An exact transcription of every entry is required. Images are not part of it.

▼

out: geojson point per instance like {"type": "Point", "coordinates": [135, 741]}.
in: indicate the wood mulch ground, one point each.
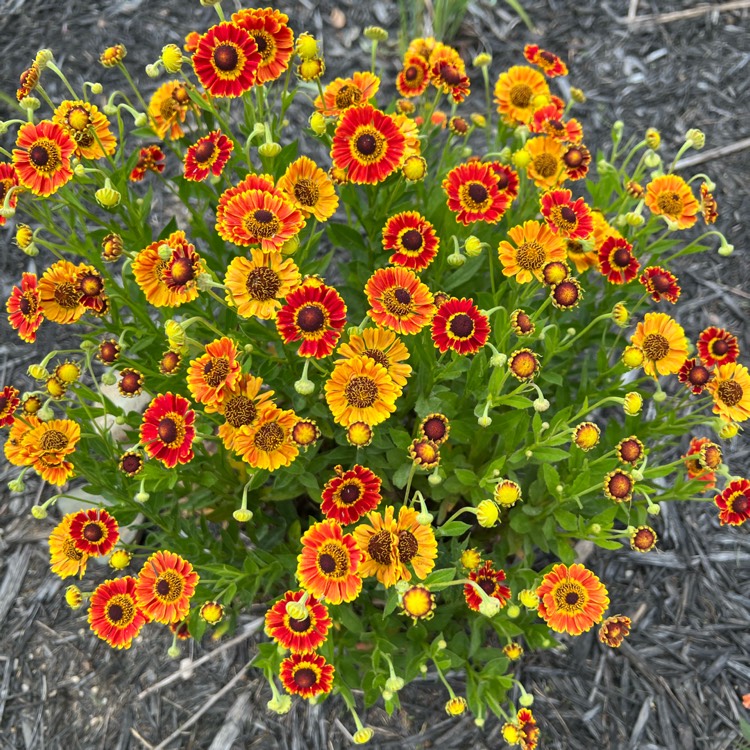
{"type": "Point", "coordinates": [676, 683]}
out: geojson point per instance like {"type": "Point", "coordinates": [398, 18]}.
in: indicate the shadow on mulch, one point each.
{"type": "Point", "coordinates": [674, 685]}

▲

• [RESPONSE TO THIS EXERCISE]
out: geojson point per instance like {"type": "Point", "coordinates": [135, 741]}.
in: indicate the wood mulch ground, one point each.
{"type": "Point", "coordinates": [676, 683]}
out: geojson point per instance like {"type": "Point", "coordinates": [398, 18]}.
in: indicate the shadow on mulch, one point each.
{"type": "Point", "coordinates": [674, 685]}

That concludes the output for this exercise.